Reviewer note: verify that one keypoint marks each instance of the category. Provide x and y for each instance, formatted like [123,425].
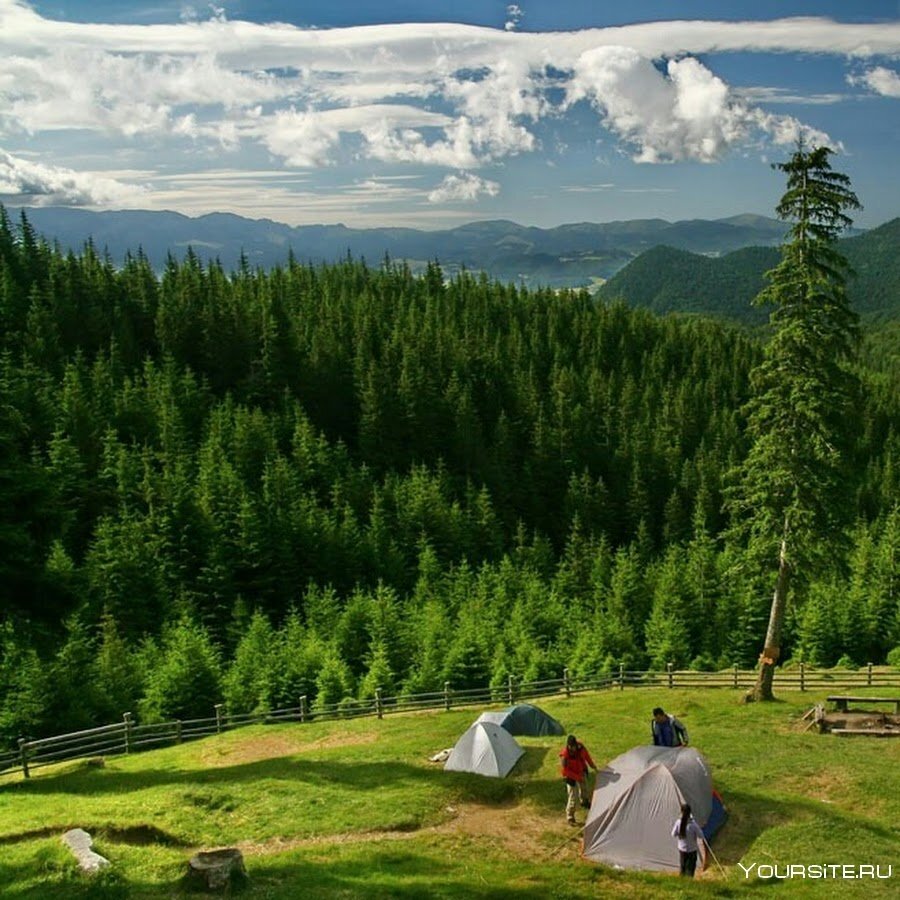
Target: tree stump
[80,843]
[217,869]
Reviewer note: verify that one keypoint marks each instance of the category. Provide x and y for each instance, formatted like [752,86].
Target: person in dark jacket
[575,762]
[667,731]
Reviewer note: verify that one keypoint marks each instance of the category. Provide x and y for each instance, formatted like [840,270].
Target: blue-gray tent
[523,718]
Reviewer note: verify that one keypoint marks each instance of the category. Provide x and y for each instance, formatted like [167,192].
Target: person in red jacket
[575,762]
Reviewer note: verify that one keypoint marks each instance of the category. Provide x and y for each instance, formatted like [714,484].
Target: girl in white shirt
[690,840]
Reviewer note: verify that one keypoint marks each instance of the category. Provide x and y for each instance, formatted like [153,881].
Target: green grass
[354,809]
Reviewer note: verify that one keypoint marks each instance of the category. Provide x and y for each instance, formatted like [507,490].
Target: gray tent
[523,718]
[485,749]
[636,801]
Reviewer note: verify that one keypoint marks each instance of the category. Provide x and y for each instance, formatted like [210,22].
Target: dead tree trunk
[772,650]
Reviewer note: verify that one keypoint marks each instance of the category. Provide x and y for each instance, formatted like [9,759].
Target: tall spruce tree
[787,497]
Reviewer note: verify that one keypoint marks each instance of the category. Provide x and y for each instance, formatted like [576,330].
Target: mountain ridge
[570,255]
[667,279]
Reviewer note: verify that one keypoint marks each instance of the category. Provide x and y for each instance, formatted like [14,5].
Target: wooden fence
[129,736]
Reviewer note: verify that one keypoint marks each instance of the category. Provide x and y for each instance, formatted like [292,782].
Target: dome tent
[523,718]
[636,801]
[485,749]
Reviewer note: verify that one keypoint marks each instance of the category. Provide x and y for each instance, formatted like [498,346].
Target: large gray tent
[636,801]
[485,749]
[523,718]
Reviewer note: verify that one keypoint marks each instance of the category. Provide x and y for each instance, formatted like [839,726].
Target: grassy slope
[355,810]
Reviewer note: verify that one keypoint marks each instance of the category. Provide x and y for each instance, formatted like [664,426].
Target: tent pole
[713,855]
[570,838]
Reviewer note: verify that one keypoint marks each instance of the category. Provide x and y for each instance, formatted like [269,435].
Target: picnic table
[841,702]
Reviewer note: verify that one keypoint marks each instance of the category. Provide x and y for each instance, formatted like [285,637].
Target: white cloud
[21,179]
[449,95]
[464,186]
[881,80]
[514,11]
[683,113]
[782,95]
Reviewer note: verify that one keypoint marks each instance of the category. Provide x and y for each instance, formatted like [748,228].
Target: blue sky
[433,113]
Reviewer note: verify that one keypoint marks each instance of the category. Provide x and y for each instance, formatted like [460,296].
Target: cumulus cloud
[881,80]
[43,185]
[450,95]
[514,11]
[682,113]
[464,186]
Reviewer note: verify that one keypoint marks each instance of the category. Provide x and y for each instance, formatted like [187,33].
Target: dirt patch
[826,785]
[520,830]
[273,746]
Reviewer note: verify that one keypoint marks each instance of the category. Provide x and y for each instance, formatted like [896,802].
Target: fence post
[23,755]
[128,723]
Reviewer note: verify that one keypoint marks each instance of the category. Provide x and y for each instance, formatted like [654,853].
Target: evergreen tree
[787,501]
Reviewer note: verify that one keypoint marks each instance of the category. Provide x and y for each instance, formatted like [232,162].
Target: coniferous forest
[253,485]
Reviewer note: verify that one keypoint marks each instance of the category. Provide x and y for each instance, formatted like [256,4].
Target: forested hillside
[666,279]
[256,485]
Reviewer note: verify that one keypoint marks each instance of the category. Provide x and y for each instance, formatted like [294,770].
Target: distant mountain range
[666,279]
[567,256]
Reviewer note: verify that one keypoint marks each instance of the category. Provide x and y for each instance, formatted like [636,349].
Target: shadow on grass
[360,774]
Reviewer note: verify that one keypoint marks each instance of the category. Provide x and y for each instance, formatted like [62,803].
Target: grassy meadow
[355,809]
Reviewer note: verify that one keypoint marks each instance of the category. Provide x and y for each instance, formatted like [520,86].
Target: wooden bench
[842,701]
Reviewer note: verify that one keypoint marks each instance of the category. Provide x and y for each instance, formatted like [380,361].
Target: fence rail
[128,736]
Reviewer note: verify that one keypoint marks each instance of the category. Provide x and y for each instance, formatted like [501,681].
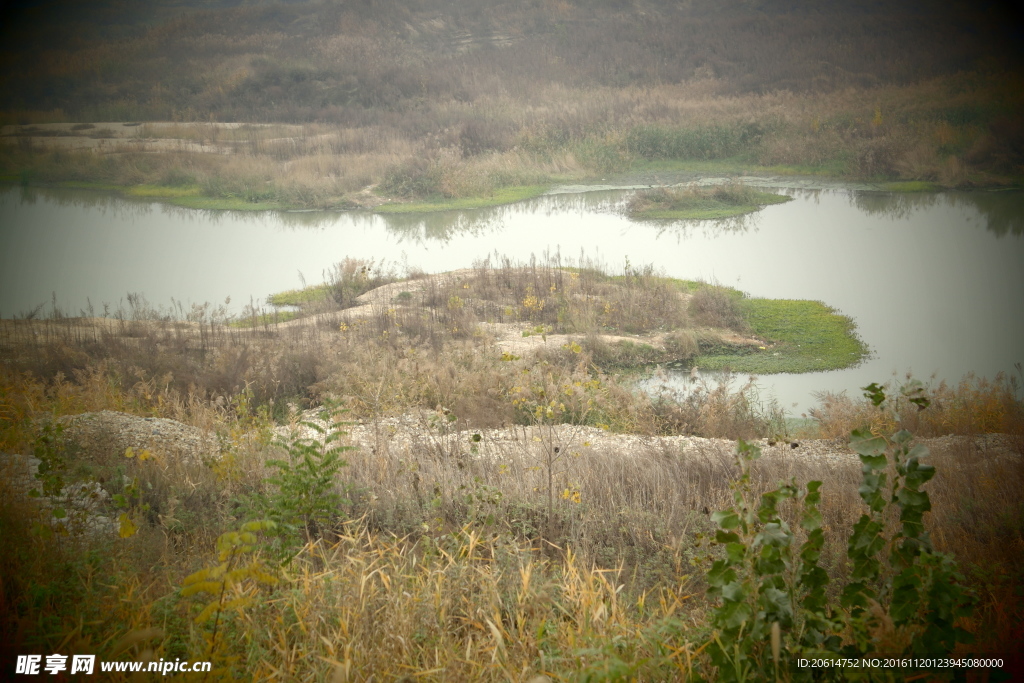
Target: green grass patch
[311,294]
[164,191]
[223,203]
[910,186]
[803,336]
[265,318]
[700,203]
[498,197]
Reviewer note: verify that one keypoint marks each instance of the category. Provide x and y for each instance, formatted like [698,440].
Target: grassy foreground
[513,513]
[421,559]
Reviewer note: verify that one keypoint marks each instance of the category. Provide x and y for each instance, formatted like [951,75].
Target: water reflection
[999,210]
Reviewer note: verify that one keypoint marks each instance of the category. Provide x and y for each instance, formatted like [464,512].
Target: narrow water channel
[934,282]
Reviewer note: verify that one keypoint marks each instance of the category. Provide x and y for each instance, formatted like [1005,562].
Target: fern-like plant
[305,498]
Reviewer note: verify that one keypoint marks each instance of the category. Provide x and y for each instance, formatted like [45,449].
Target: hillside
[431,100]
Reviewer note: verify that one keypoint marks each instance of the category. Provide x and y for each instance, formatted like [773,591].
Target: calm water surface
[934,282]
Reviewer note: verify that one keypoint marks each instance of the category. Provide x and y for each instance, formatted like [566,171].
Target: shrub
[901,602]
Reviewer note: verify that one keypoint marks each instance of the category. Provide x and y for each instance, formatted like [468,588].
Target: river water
[935,283]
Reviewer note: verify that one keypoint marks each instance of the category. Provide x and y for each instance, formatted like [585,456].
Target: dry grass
[525,551]
[972,407]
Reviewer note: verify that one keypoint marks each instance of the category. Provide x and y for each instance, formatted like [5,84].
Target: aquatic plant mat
[700,203]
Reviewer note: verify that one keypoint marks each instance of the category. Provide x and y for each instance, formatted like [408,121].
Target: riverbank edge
[799,335]
[640,174]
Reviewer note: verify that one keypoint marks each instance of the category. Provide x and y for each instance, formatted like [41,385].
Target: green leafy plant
[902,596]
[306,498]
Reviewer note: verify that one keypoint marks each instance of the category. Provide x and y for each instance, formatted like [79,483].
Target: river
[934,281]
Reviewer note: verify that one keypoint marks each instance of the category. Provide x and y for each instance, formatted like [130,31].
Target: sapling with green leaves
[902,597]
[305,497]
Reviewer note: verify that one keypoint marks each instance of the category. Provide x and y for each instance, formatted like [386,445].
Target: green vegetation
[497,197]
[305,296]
[561,553]
[801,336]
[700,203]
[304,104]
[773,599]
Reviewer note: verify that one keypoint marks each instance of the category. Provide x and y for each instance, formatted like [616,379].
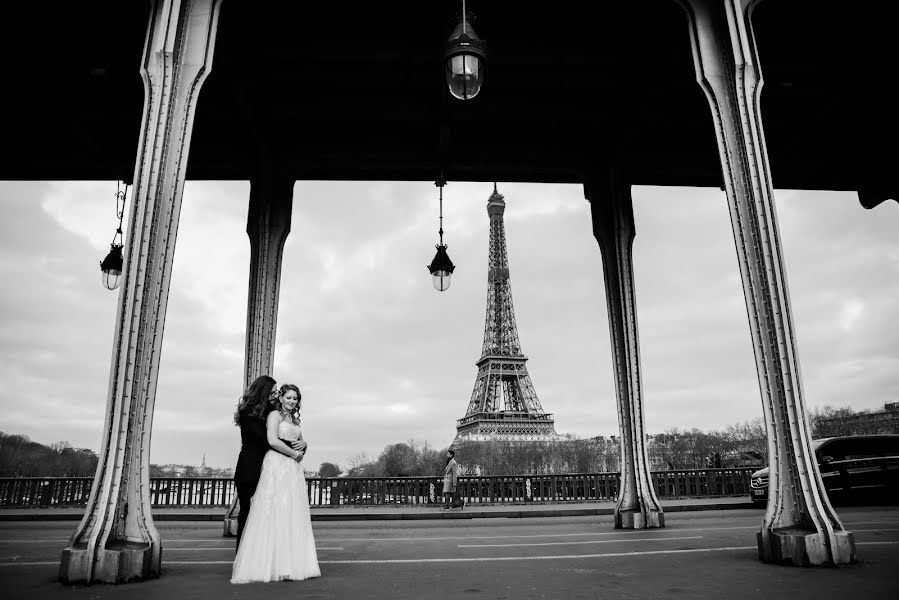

§ §

## Set exercise
Rewrite all of the lines above with "Reviewer note" replaced by "Annotator note" at every occurrence, leaving everything else unchanged. Leave the pictures out of your answer.

## Answer below
Annotator note: verify that one keypoint marks each instance of the category. Provide x and y for each instance, formatted like [123,425].
Target: tree stump
[80,843]
[217,869]
Annotator note: verify that one keypoint marks each instance of the category. Provide x and y for each instance, formatted like [752,86].
Target: person in dark jacket
[575,762]
[667,731]
Annotator note: verify that one keypoint marks each instance of the category. Provide x and y for each instance, formatted like [840,270].
Target: blue-gray tent
[523,718]
Annotator note: verify that one keypoint marks each instance of the category. Provide x and y for each instance, formatted like [167,192].
Target: person in red jacket
[575,762]
Annotator note: verify that one keypoint marks each instance of the category. Provide x and y for each instance, formatted like [714,484].
Target: girl in white shirt
[690,840]
Annotator note: verify that one keypoint marks each instance of the category. Provide x and y for each instance, formatted like [153,881].
Target: green grass
[354,809]
Annotator note: verify that one keypoint marks each instance of the category. Provide x and y for each instance, formatted like [507,490].
Target: gray tent
[523,718]
[485,749]
[636,801]
Annotator note: verify that one keypoint marks each instance of the category. Provide x and y for each instance, formatted like [210,22].
Target: dead tree trunk
[772,650]
Annotator note: verify that one keypoint marks each instance of the category. Provide x and y for each instance, formatted like [9,759].
Target: tall spruce tree
[787,497]
Annotator note: verify that one keypoint marks each instance of the category. Provide x and y for each instance, formatted like [576,330].
Target: mountain ridge
[570,255]
[667,279]
Annotator note: verify that one keypoint marks each instance of the category. Provide x and y for each instance, formatted like [14,5].
Target: wooden fence
[129,736]
Annotator note: verify that one keypoint marks each instance of the category. Provide x and y for each instance, formatted like [292,782].
Target: dome tent
[523,718]
[636,801]
[485,749]
Annotator note: verify that one keypoint marks each instance of the category. Provide x and y for each instance, formatted like [498,346].
Target: large gray tent
[636,801]
[485,749]
[523,718]
Annotator note: verify that one keypoint marks each instance of the category. Provide x and y for each instance, formatted like [839,726].
Target: grassy slope
[355,810]
Annotator note: verify that one keypoint marks each instance of the category. Provide x and y for each instance, formatted like [664,426].
Target: tent pole
[713,855]
[570,838]
Annotator note: verify that one keypoint marks each instance of the category. Provide x and y for each instance, formatted like [269,435].
Target: picnic table
[841,702]
Annotator note: verify that one keypoint marks each instance of the category. Provide x and y for each instance, formatted like [285,637].
Target: white cloud
[21,179]
[449,95]
[464,186]
[881,80]
[514,11]
[683,113]
[782,95]
Annotator note: verify that one keypoint marks each instance of the category. Provide x and y for each instance, formatted like [748,228].
Target: blue sky
[433,113]
Annotator note: verify that one keypoint marks each instance of the category. Provide x and y for each instance, formatted like [460,296].
Target: cumulus cloud
[881,80]
[43,185]
[450,95]
[514,11]
[682,113]
[464,186]
Annotator note: verify that one keypoint marks each instance of the category. Provide x and y for each instance, formatted like [187,33].
Target: dirt patch
[826,785]
[520,830]
[273,746]
Annotator note: verify that one keypoint marks each instance of the category. Provide x and y for each instance, formatted like [896,802].
Target: fence post
[23,755]
[128,723]
Annotator note: verify that one keypoint marks each instance of the category. Provide x and y for each instance, formatted like [654,853].
Target: evergreen tree
[787,501]
Annotator note: verify that one keypoint marks each instance of the category. Provide x and y for each instance, formatted like [232,162].
Target: coniferous forest
[253,485]
Annotator note: verify that one keypoint marks each instance of the category. Provide x and y for each instance, formatted like [256,4].
Target: forested hillside
[666,279]
[256,485]
Annotator note: verify that one keypoint marks each instance of the category. Provide x and y for each instance, formatted like [294,770].
Target: distant mountain range
[666,279]
[567,256]
Annotator note: verify that one keypoint marks each instance of the category. Provide x and y for each instance, formatted like [636,349].
Target: shadow on grass
[360,774]
Annotator note: verify that one keypoint marks each instance of the category. Provide x and y for each instance, formatted like [62,803].
Target: grassy meadow
[355,809]
Annotator note: verify that one keypoint marks each instance of the category. Provide x and y for each instance, formatted like [520,86].
Target: wooden bench
[842,701]
Annotator note: verify that one keypoint marks each instance of the category. Provide x and y for each instance, formatted like [380,361].
Target: fence rail
[128,736]
Annotator note: verify that one keypoint marks each instance of the category. Provide x and y for each instance, formatted like [501,681].
Target: green grass patch
[311,294]
[164,191]
[223,203]
[910,186]
[803,336]
[265,318]
[700,203]
[498,197]
Annotator note: verify that one keypoint marks each instance of the category. Provide x and y for each instance, formatted like [698,440].
Target: grassy foreground
[513,513]
[421,559]
Annotator note: verify that one keypoint marks each instance of the category. Provide x and y for each instance, formatted like [951,75].
Target: water reflection
[999,210]
Annotator note: verify that one keypoint marks each instance of the category. Provide x and y for each instance, formatted like [464,512].
Target: narrow water channel
[934,282]
Annotator note: verify that one keypoint marks each instance of the category. Provide x and y for each instance, formatted like [1005,562].
Target: fern-like plant
[305,498]
Annotator note: verify that one keypoint marks each instance of the category. Provide x and y for each instance, formatted like [45,449].
Target: hillside
[431,100]
Annotator note: verify that one keypoint marks each instance of the category. Provide x and y for each instance, formatted like [773,591].
Target: calm water surface
[934,282]
Annotator note: verify that one keypoint marks each instance of the category. Provide x and y for each instance, formatted like [566,171].
Target: shrub
[901,602]
Annotator note: verify that one keypoint marks each instance of the category. Provide x and y for each instance, formatted like [468,588].
Target: river water
[935,283]
Annotator note: verify that one keypoint marks each instance of the category. Provide x and y for each instance, formatted like [585,456].
Target: dry grass
[525,551]
[972,407]
Annotator note: verify that one keypoint marks each instance of the category. Provide x and y for each instance, formatted like [5,84].
Target: aquatic plant mat
[700,203]
Annotator note: verify that one keypoint marks each instance of the category. Provide x and y for each instance, formatted like [408,121].
Target: riverbank edge
[799,335]
[640,174]
Annotator note: verify that one keypoint marks each instance of the category. Provide x and y for each instance, formatted like [41,385].
Target: green leafy plant
[902,596]
[306,498]
Annotator note: verify that one keypoint marks each instance of the category. Provide x and y for each instance, formatted like [79,483].
Target: river
[934,281]
Annotator note: verify that one keypoint marks each instance of the category. Provide x and y for each instance, formatted like [130,31].
Target: sapling with green leaves
[902,597]
[305,497]
Annotator note: verify that one keypoint marks each instance of the category. Provide x and y for each instance, formatted like [386,445].
Target: green vegetation
[497,197]
[305,296]
[561,553]
[801,336]
[700,203]
[304,104]
[773,599]
Annotator note: verify that one keypoint marks each instance of the category. Provide x and y for each instance, formatted like [616,379].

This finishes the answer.